- [Stored data]
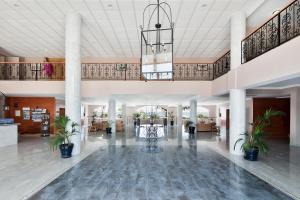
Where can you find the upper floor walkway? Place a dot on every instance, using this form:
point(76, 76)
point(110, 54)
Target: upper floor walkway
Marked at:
point(269, 54)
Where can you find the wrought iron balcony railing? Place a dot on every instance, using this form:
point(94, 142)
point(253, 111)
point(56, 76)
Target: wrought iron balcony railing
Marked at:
point(109, 71)
point(222, 65)
point(278, 30)
point(32, 71)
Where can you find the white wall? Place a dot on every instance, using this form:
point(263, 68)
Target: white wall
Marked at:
point(106, 88)
point(277, 64)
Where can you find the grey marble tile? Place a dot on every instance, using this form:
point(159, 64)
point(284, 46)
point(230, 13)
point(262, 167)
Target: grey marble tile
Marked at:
point(187, 173)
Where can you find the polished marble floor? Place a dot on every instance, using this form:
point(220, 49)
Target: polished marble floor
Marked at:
point(29, 166)
point(186, 168)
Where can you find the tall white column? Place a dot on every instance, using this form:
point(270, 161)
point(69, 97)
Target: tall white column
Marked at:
point(86, 121)
point(73, 74)
point(238, 32)
point(112, 117)
point(237, 96)
point(124, 116)
point(295, 116)
point(179, 125)
point(237, 119)
point(193, 113)
point(179, 116)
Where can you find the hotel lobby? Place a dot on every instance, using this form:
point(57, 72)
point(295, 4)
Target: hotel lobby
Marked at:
point(150, 99)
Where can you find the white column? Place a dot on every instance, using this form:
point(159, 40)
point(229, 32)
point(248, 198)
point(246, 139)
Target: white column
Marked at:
point(237, 96)
point(86, 121)
point(295, 116)
point(193, 113)
point(73, 74)
point(124, 116)
point(112, 117)
point(237, 119)
point(179, 125)
point(218, 123)
point(238, 32)
point(179, 116)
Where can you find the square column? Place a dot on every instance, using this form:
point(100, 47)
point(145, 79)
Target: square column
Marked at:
point(237, 119)
point(112, 117)
point(73, 75)
point(238, 32)
point(124, 116)
point(295, 116)
point(179, 125)
point(193, 113)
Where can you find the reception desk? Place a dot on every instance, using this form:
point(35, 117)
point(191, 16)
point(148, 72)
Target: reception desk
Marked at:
point(8, 134)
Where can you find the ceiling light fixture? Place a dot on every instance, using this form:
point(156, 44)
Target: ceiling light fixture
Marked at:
point(157, 42)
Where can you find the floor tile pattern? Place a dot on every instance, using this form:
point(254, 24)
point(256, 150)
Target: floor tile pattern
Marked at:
point(184, 173)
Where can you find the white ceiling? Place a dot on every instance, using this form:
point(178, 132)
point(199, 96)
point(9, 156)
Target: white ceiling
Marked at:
point(35, 28)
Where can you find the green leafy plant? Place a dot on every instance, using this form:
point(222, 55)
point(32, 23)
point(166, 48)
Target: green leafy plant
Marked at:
point(171, 116)
point(154, 116)
point(201, 116)
point(188, 123)
point(109, 124)
point(136, 115)
point(62, 135)
point(255, 139)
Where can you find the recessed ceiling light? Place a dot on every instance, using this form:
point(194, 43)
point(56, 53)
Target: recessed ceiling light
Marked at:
point(275, 12)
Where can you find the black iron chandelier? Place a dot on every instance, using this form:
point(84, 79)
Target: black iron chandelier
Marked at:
point(157, 42)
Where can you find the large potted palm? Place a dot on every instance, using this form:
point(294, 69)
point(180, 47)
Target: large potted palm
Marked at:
point(172, 117)
point(254, 142)
point(62, 138)
point(136, 118)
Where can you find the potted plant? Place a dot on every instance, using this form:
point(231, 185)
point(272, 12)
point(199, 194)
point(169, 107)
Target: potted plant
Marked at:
point(253, 142)
point(171, 116)
point(108, 129)
point(153, 117)
point(136, 118)
point(94, 116)
point(190, 126)
point(62, 137)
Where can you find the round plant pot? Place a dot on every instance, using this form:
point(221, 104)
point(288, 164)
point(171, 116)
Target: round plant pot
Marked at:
point(165, 122)
point(108, 130)
point(66, 150)
point(251, 154)
point(192, 129)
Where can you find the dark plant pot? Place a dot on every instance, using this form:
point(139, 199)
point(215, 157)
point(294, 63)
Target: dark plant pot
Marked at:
point(108, 130)
point(251, 154)
point(192, 129)
point(66, 150)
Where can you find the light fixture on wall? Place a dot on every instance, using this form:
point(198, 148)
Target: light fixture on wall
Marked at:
point(157, 42)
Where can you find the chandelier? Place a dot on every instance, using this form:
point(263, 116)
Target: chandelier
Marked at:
point(157, 42)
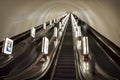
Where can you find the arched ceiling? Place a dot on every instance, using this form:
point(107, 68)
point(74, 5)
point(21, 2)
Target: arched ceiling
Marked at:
point(17, 16)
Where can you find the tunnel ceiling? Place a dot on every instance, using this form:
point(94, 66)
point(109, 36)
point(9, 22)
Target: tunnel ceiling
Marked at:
point(17, 16)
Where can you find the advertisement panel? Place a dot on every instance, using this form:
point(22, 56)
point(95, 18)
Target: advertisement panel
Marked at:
point(33, 32)
point(45, 45)
point(8, 46)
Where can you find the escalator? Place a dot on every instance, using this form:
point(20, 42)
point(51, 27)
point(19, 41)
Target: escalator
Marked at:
point(65, 69)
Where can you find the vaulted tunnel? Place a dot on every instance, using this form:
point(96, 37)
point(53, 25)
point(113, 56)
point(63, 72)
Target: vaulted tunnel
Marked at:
point(102, 16)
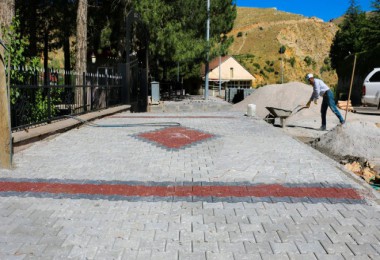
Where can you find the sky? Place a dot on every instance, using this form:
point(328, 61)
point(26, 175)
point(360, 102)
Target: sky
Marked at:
point(324, 9)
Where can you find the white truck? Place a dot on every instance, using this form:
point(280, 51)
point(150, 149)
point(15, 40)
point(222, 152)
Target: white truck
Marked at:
point(371, 89)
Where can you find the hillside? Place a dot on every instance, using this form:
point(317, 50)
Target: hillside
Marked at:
point(259, 33)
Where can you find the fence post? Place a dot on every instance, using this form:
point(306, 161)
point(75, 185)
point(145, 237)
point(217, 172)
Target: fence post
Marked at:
point(92, 91)
point(84, 96)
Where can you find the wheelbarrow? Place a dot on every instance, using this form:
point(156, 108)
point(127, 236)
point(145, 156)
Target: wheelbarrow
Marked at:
point(283, 114)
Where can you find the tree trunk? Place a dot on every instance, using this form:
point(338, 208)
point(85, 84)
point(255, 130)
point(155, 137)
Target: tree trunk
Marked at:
point(81, 51)
point(6, 16)
point(7, 10)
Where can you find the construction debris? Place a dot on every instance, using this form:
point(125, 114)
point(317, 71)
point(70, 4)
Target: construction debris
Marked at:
point(365, 171)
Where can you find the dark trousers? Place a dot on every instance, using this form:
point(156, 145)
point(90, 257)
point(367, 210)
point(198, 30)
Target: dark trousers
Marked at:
point(328, 101)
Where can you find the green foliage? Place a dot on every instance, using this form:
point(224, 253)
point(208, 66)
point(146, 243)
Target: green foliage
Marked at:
point(256, 65)
point(292, 61)
point(37, 101)
point(178, 28)
point(309, 61)
point(351, 36)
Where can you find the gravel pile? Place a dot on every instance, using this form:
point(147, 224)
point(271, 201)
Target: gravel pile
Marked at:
point(356, 138)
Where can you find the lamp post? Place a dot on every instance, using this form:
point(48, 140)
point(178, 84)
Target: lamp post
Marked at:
point(207, 57)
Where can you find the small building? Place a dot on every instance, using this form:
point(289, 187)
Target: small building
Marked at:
point(232, 73)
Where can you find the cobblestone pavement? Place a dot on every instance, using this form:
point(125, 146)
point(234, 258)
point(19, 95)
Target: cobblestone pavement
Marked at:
point(183, 186)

- [Problem]
Render every line of the items above as a Markdown table with the columns "Number" and "Entry", giving each line its own numbered row. Omit blank lines and the pictures.

- [Reply]
| Number | Entry |
|---|---|
| 1 | Where can you find the upper floor walkway? Place a dot on every instance, using this form: |
| 2 | point(76, 76) |
| 3 | point(110, 54) |
| 4 | Target: upper floor walkway |
| 5 | Marked at: |
| 6 | point(269, 54) |
| 7 | Where can you find the wrought iron balcony railing? Place a dot on every instance, using this form: |
| 8 | point(94, 142) |
| 9 | point(253, 111) |
| 10 | point(56, 76) |
| 11 | Target: wrought iron balcony railing |
| 12 | Marked at: |
| 13 | point(109, 71) |
| 14 | point(222, 65) |
| 15 | point(278, 30) |
| 16 | point(32, 71) |
| 17 | Where can you find the white wall? Place a dot on every instance, using this form: |
| 18 | point(263, 68) |
| 19 | Target: white wall |
| 20 | Marked at: |
| 21 | point(106, 88) |
| 22 | point(277, 64) |
| 23 | Where can you find the grey marble tile? Place a dot on every instance, using this form: |
| 24 | point(159, 64) |
| 25 | point(284, 46) |
| 26 | point(230, 13) |
| 27 | point(262, 167) |
| 28 | Target: grey marble tile |
| 29 | Marked at: |
| 30 | point(187, 173) |
| 31 | Where can you find the polished marble floor? Place a dot on every instance, using this form: |
| 32 | point(220, 49) |
| 33 | Target: polished marble floor |
| 34 | Marked at: |
| 35 | point(29, 166) |
| 36 | point(186, 168) |
| 37 | Where can you find the tall white column? Place a dot on every instance, using this form: |
| 38 | point(270, 161) |
| 39 | point(69, 97) |
| 40 | Target: tall white column |
| 41 | Marked at: |
| 42 | point(86, 121) |
| 43 | point(73, 74) |
| 44 | point(238, 32) |
| 45 | point(112, 117) |
| 46 | point(237, 96) |
| 47 | point(124, 116) |
| 48 | point(295, 116) |
| 49 | point(179, 125) |
| 50 | point(237, 119) |
| 51 | point(193, 113) |
| 52 | point(179, 116) |
| 53 | Where can you find the hotel lobby? Place a dot on every instance, using this form: |
| 54 | point(57, 72) |
| 55 | point(295, 4) |
| 56 | Target: hotel lobby |
| 57 | Marked at: |
| 58 | point(150, 99) |
| 59 | Where can you find the white column? Place a dot on every instance, using this form: |
| 60 | point(159, 40) |
| 61 | point(229, 32) |
| 62 | point(248, 198) |
| 63 | point(246, 139) |
| 64 | Target: white column |
| 65 | Marked at: |
| 66 | point(237, 96) |
| 67 | point(86, 121) |
| 68 | point(295, 116) |
| 69 | point(193, 113) |
| 70 | point(73, 74) |
| 71 | point(124, 116) |
| 72 | point(112, 117) |
| 73 | point(237, 119) |
| 74 | point(179, 125) |
| 75 | point(218, 123) |
| 76 | point(238, 32) |
| 77 | point(179, 116) |
| 78 | Where can you find the square column? Place a dot on every instance, using this form: |
| 79 | point(100, 47) |
| 80 | point(145, 79) |
| 81 | Target: square column |
| 82 | Marked at: |
| 83 | point(237, 119) |
| 84 | point(112, 117) |
| 85 | point(73, 75) |
| 86 | point(238, 32) |
| 87 | point(124, 116) |
| 88 | point(295, 116) |
| 89 | point(179, 125) |
| 90 | point(193, 113) |
| 91 | Where can you find the reception desk? Place a dot on every instance, using this form: |
| 92 | point(35, 117) |
| 93 | point(191, 16) |
| 94 | point(148, 72) |
| 95 | Target: reception desk |
| 96 | Marked at: |
| 97 | point(8, 134) |
| 98 | Where can you find the ceiling light fixture? Place a dot on every instance, using this form: |
| 99 | point(156, 44) |
| 100 | Target: ceiling light fixture |
| 101 | Marked at: |
| 102 | point(157, 42) |
| 103 | Where can you find the floor tile pattern? Place a dot on every instance, using this form: |
| 104 | point(254, 24) |
| 105 | point(256, 150) |
| 106 | Target: floor tile pattern |
| 107 | Marked at: |
| 108 | point(184, 173) |
| 109 | Where can you find the white ceiling? Place a dot on every instance, using this form: |
| 110 | point(178, 132) |
| 111 | point(199, 96) |
| 112 | point(9, 156) |
| 113 | Target: white ceiling |
| 114 | Marked at: |
| 115 | point(35, 28) |
| 116 | Where can you find the green leafy plant? Place a dot on every instance, using this form: |
| 117 | point(222, 55) |
| 118 | point(32, 23) |
| 119 | point(166, 48) |
| 120 | Target: green leafy plant |
| 121 | Marked at: |
| 122 | point(171, 116) |
| 123 | point(154, 116) |
| 124 | point(201, 116) |
| 125 | point(188, 123) |
| 126 | point(109, 124) |
| 127 | point(136, 115) |
| 128 | point(62, 135) |
| 129 | point(255, 139) |
| 130 | Where can you find the recessed ceiling light? Place a dot on every instance, using this form: |
| 131 | point(194, 43) |
| 132 | point(56, 53) |
| 133 | Target: recessed ceiling light |
| 134 | Marked at: |
| 135 | point(275, 12) |
| 136 | Where can you find the black iron chandelier? Place a dot on every instance, using this form: |
| 137 | point(84, 79) |
| 138 | Target: black iron chandelier |
| 139 | Marked at: |
| 140 | point(157, 42) |
| 141 | Where can you find the large potted palm? Place a dot on every instance, using this form: |
| 142 | point(294, 69) |
| 143 | point(180, 47) |
| 144 | Target: large potted palm |
| 145 | Marked at: |
| 146 | point(172, 117) |
| 147 | point(254, 142) |
| 148 | point(62, 138) |
| 149 | point(136, 118) |
| 150 | Where can you find the potted plant? Place a dot on every instance, using this form: |
| 151 | point(231, 185) |
| 152 | point(272, 12) |
| 153 | point(199, 194) |
| 154 | point(169, 107) |
| 155 | Target: potted plant |
| 156 | Marked at: |
| 157 | point(253, 142) |
| 158 | point(171, 116) |
| 159 | point(108, 129) |
| 160 | point(153, 117) |
| 161 | point(136, 118) |
| 162 | point(94, 116) |
| 163 | point(190, 126) |
| 164 | point(62, 137) |
| 165 | Where can you find the round plant pot? Place a dot on every instance, using this form: |
| 166 | point(221, 104) |
| 167 | point(288, 164) |
| 168 | point(171, 116) |
| 169 | Target: round plant pot |
| 170 | Marked at: |
| 171 | point(165, 122) |
| 172 | point(108, 130) |
| 173 | point(66, 150) |
| 174 | point(251, 154) |
| 175 | point(192, 129) |
| 176 | Where can you find the dark plant pot? Place a dot on every instance, using this form: |
| 177 | point(139, 199) |
| 178 | point(215, 157) |
| 179 | point(294, 63) |
| 180 | Target: dark plant pot |
| 181 | Marked at: |
| 182 | point(108, 130) |
| 183 | point(251, 154) |
| 184 | point(192, 129) |
| 185 | point(66, 150) |
| 186 | Where can you find the light fixture on wall? Place a dot on every instance, using this form: |
| 187 | point(198, 148) |
| 188 | Target: light fixture on wall |
| 189 | Marked at: |
| 190 | point(157, 42) |
| 191 | Where can you find the chandelier? Place a dot on every instance, using this form: |
| 192 | point(263, 116) |
| 193 | Target: chandelier |
| 194 | Marked at: |
| 195 | point(157, 42) |
| 196 | Where can you find the arched ceiling? Place a dot on every instance, using this form: |
| 197 | point(107, 68) |
| 198 | point(74, 5) |
| 199 | point(21, 2) |
| 200 | Target: arched ceiling |
| 201 | Marked at: |
| 202 | point(17, 16) |
| 203 | Where can you find the tunnel ceiling? Place a dot on every instance, using this form: |
| 204 | point(94, 66) |
| 205 | point(109, 36) |
| 206 | point(9, 22) |
| 207 | Target: tunnel ceiling |
| 208 | Marked at: |
| 209 | point(17, 16) |
| 210 | Where can you find the advertisement panel? Place a dot on every instance, using this form: |
| 211 | point(22, 56) |
| 212 | point(95, 18) |
| 213 | Target: advertisement panel |
| 214 | Marked at: |
| 215 | point(33, 32) |
| 216 | point(45, 45) |
| 217 | point(8, 46) |
| 218 | Where can you find the escalator? Place a dot on every instance, using this form: |
| 219 | point(20, 42) |
| 220 | point(51, 27) |
| 221 | point(19, 41) |
| 222 | Target: escalator |
| 223 | Marked at: |
| 224 | point(65, 69) |
| 225 | Where can you find the vaulted tunnel? Place a dot on every instance, using this form: |
| 226 | point(96, 37) |
| 227 | point(53, 25) |
| 228 | point(113, 56) |
| 229 | point(63, 72) |
| 230 | Target: vaulted tunnel |
| 231 | Marked at: |
| 232 | point(102, 16) |
| 233 | Where can you find the sky? Place a dot on every instance, using this form: |
| 234 | point(328, 61) |
| 235 | point(26, 175) |
| 236 | point(360, 102) |
| 237 | Target: sky |
| 238 | Marked at: |
| 239 | point(324, 9) |
| 240 | Where can you find the white truck? Place a dot on every instance, using this form: |
| 241 | point(280, 51) |
| 242 | point(150, 149) |
| 243 | point(15, 40) |
| 244 | point(222, 152) |
| 245 | Target: white truck |
| 246 | Marked at: |
| 247 | point(371, 89) |
| 248 | Where can you find the hillside? Place a dot on every instance, using this form: |
| 249 | point(317, 50) |
| 250 | Target: hillside |
| 251 | Marked at: |
| 252 | point(259, 33) |
| 253 | Where can you find the fence post? Place a dot on every instance, using this form: |
| 254 | point(306, 161) |
| 255 | point(75, 185) |
| 256 | point(145, 237) |
| 257 | point(217, 172) |
| 258 | Target: fence post |
| 259 | Marked at: |
| 260 | point(92, 91) |
| 261 | point(84, 96) |
| 262 | Where can you find the wheelbarrow? Place a dot on every instance, using this form: |
| 263 | point(156, 108) |
| 264 | point(127, 236) |
| 265 | point(145, 156) |
| 266 | Target: wheelbarrow |
| 267 | Marked at: |
| 268 | point(283, 114) |
| 269 | Where can you find the tree trunk? Place a dot on every instance, using this form: |
| 270 | point(338, 208) |
| 271 | point(85, 84) |
| 272 | point(255, 130) |
| 273 | point(155, 137) |
| 274 | Target: tree trunk |
| 275 | Marked at: |
| 276 | point(81, 51) |
| 277 | point(6, 16) |
| 278 | point(7, 10) |
| 279 | Where can you find the construction debris? Place a dot on every instance, using this form: |
| 280 | point(125, 114) |
| 281 | point(317, 71) |
| 282 | point(70, 4) |
| 283 | Target: construction debris |
| 284 | Marked at: |
| 285 | point(365, 171) |
| 286 | Where can you find the dark trousers? Place a dot on every instance, using this form: |
| 287 | point(156, 145) |
| 288 | point(90, 257) |
| 289 | point(367, 210) |
| 290 | point(198, 30) |
| 291 | Target: dark trousers |
| 292 | Marked at: |
| 293 | point(328, 101) |
| 294 | Where can you find the green foliage? Place a dot on every instance, using this form: |
| 295 | point(224, 253) |
| 296 | point(208, 66) |
| 297 | point(146, 243) |
| 298 | Target: green foliage |
| 299 | Marked at: |
| 300 | point(256, 65) |
| 301 | point(292, 61) |
| 302 | point(37, 101) |
| 303 | point(178, 28) |
| 304 | point(309, 61) |
| 305 | point(351, 36) |
| 306 | Where can you find the gravel pile? Place a dot on every instance, using this form: |
| 307 | point(147, 224) |
| 308 | point(271, 201) |
| 309 | Target: gravel pile |
| 310 | Marked at: |
| 311 | point(356, 138) |
| 312 | Where can you find the lamp post? Place a dot on every instance, using this form: |
| 313 | point(48, 140) |
| 314 | point(178, 84) |
| 315 | Target: lamp post |
| 316 | Marked at: |
| 317 | point(207, 57) |
| 318 | Where can you find the small building? Place a dot on every instance, using this form: |
| 319 | point(289, 187) |
| 320 | Target: small building |
| 321 | Marked at: |
| 322 | point(232, 73) |
| 323 | Where can you find the cobblestone pavement? Place a dot on every instance, using this form: |
| 324 | point(125, 146) |
| 325 | point(234, 258) |
| 326 | point(19, 95) |
| 327 | Target: cobblestone pavement |
| 328 | Marked at: |
| 329 | point(183, 186) |